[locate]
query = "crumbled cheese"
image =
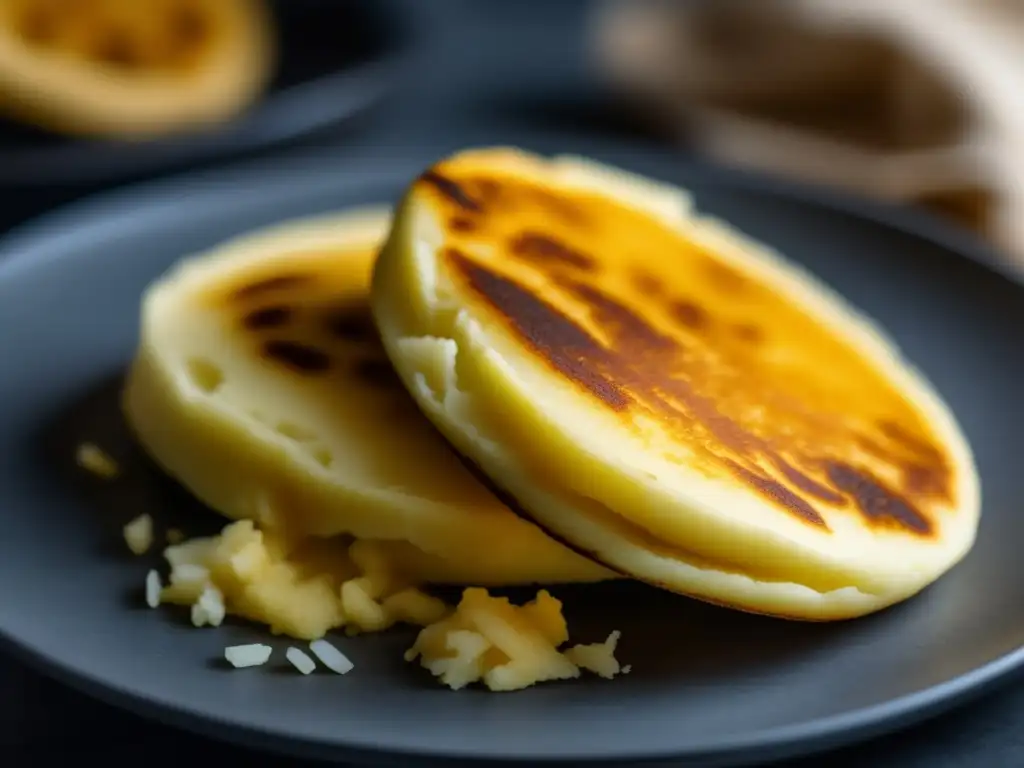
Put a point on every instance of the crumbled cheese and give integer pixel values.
(91, 458)
(300, 660)
(209, 609)
(255, 654)
(138, 535)
(598, 657)
(331, 657)
(153, 589)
******
Rewrite all the lines of the data above, requests included, and shift every point coordinate in the answers by adding 132 to each x and y value. Leave the pictures out of your answer.

[COMPLETE RESPONSE]
[locate]
query = "crumbled cheese"
image =
Put a point on every instance of the crumbled cheese and give integer pixel values.
(223, 590)
(432, 792)
(341, 741)
(387, 786)
(270, 667)
(730, 789)
(463, 789)
(285, 721)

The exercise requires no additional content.